Natural language region descriptions>
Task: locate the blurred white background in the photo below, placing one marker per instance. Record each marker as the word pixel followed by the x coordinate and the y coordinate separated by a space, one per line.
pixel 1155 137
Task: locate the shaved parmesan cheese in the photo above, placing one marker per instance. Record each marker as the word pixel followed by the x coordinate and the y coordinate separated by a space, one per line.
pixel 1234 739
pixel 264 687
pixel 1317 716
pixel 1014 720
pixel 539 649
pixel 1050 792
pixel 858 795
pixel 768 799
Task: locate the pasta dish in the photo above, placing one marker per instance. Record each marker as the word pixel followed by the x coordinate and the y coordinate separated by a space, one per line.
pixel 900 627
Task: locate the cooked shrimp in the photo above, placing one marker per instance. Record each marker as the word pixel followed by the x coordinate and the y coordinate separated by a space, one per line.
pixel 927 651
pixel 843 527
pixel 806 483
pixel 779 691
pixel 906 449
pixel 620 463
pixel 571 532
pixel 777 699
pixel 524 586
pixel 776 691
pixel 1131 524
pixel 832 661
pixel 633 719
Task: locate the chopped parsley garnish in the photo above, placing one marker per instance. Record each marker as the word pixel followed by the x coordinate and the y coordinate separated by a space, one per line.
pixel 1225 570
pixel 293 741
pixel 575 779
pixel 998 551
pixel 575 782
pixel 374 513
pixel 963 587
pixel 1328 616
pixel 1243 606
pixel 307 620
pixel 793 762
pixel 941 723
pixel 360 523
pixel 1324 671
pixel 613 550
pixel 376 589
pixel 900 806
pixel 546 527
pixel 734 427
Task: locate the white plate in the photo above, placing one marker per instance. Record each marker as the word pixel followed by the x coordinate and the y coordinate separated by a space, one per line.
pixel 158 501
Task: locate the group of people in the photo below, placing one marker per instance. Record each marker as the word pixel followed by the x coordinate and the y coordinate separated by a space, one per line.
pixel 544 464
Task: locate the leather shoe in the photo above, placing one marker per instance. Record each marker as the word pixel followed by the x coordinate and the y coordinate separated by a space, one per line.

ABOUT THIS TASK> Return all of the entries word for word.

RESPONSE TO THIS TASK>
Task: locate the blurred white background in the photo below, placing one marker per instance. Record each marker as the word pixel followed by the x coordinate and the y coordinate separated by a space, one per line.
pixel 1155 137
Task: locate the shaved parmesan cheese in the photo above, placing one marker per instance. Record each marker as the word pixel followed by the x coordinate and the y coordinate separated by a space, one per line.
pixel 1234 739
pixel 264 687
pixel 1317 716
pixel 1014 720
pixel 539 649
pixel 1050 792
pixel 858 795
pixel 768 799
Task: locate the pasta dish in the photo above, placing one marker per instance. Record each marker as the word pixel followed by the x coordinate and the y coordinate separated by a space, one per line.
pixel 900 627
Task: locate the cooked shrimp in the photo above, placing one marker per instance. Record each marker as the word pixel followed by the x coordinate and the y coordinate separated by a space, one per line.
pixel 927 651
pixel 843 527
pixel 806 483
pixel 779 691
pixel 906 449
pixel 620 463
pixel 571 532
pixel 777 699
pixel 524 586
pixel 776 691
pixel 1131 524
pixel 832 661
pixel 633 719
Task: locate the chopped parsley garnish in the photo above, placing one marker per instance. Record each marker as the word pixel followed by the x coordinate and the y coordinate separated by a space, one per line.
pixel 1225 570
pixel 293 741
pixel 575 779
pixel 998 551
pixel 575 782
pixel 374 513
pixel 963 587
pixel 1328 616
pixel 1243 606
pixel 307 620
pixel 793 762
pixel 941 723
pixel 360 523
pixel 1324 671
pixel 613 550
pixel 376 589
pixel 900 806
pixel 546 527
pixel 734 427
Task: locate the white plate in the photo above, placing one marker per instance. Record each marker as the word pixel followed by the x coordinate and the y coordinate separated by a space, one per line.
pixel 158 501
Task: locate the group of people in the photo below, placing one marker per instance. Record each marker as the word pixel followed by the x coordinate and the y coordinate separated by a space, one per line.
pixel 544 464
Task: locate the leather shoe in the photo above, placing one marker per instance. Record each marker as the word pixel followed by the x coordinate and the y coordinate separated by a space, one per line.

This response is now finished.